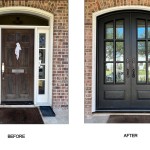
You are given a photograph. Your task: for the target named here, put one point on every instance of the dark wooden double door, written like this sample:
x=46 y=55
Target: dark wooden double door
x=123 y=61
x=17 y=75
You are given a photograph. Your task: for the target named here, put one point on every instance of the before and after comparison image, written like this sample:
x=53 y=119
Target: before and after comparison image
x=74 y=71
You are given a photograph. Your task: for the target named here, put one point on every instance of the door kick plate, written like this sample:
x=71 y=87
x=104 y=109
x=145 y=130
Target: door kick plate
x=17 y=70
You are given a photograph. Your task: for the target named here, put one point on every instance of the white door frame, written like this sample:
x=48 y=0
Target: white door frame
x=94 y=17
x=50 y=18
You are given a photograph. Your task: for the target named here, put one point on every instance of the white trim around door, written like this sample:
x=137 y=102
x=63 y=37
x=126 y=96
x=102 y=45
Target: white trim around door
x=46 y=97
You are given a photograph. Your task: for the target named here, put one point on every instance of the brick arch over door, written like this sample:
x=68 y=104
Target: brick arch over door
x=92 y=7
x=59 y=8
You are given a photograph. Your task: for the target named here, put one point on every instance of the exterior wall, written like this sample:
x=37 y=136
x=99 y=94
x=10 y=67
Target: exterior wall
x=59 y=8
x=92 y=6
· · · · ·
In the copy, omit the pictures and reproduce every entry exactly.

YOUR SOLUTION:
You are given a photograph. Your task: for the target named here, put one point on every instance of the dark wooden double door, written like this sample:
x=46 y=55
Target: dark wooden double door
x=123 y=61
x=17 y=75
You are given a photograph. Your task: for the target named here, put one point on every instance of the before and after comparison image, written like this sample:
x=53 y=119
Target: before and after comparison image
x=74 y=71
You are given a photograph. Your task: for the target named here, put one point on every instance of the door kick plate, written like this sample:
x=71 y=87
x=104 y=109
x=145 y=130
Target: door kick plate
x=17 y=70
You are given a photograph. Your task: for the target named here, put one point on every instance of the white door frame, written like this sample:
x=48 y=0
Target: white door frame
x=94 y=17
x=50 y=18
You are given a photograph. Your task: for the target named here, put one point on every instance of the white trim around door, written like this sample:
x=137 y=102
x=63 y=37
x=126 y=96
x=102 y=45
Target: white trim around door
x=46 y=97
You are given a photograph. Your task: for the target named here, put one point on every instance of the brick arch over door, written like this sample:
x=68 y=104
Target: brick arch over door
x=92 y=7
x=59 y=8
You are given a photograph. Your task: for the target named here, put one point on every instance of the exterior wall, written like this sample:
x=37 y=136
x=99 y=94
x=10 y=67
Target: exterior wall
x=59 y=8
x=92 y=6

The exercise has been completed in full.